▶ _What the task requires_
Express the lines below as a JSON list of strings, with one string for each line and any blank lines left out.

▶ _Listed entries_
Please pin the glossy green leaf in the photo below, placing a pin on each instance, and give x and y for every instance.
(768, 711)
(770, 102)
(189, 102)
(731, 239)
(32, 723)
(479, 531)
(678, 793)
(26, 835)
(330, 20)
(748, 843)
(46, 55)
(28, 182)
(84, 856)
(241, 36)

▶ _Answer in full_
[
  "Please pin the glossy green leaf in the photo below, placing a pin on each instance, and give x and y for every instance.",
  "(768, 711)",
  "(770, 102)",
  "(189, 102)",
  "(731, 239)",
  "(32, 723)",
  "(479, 531)",
  "(678, 793)",
  "(26, 835)",
  "(330, 20)",
  "(748, 843)",
  "(46, 55)",
  "(28, 182)",
  "(84, 856)",
  "(241, 36)"
]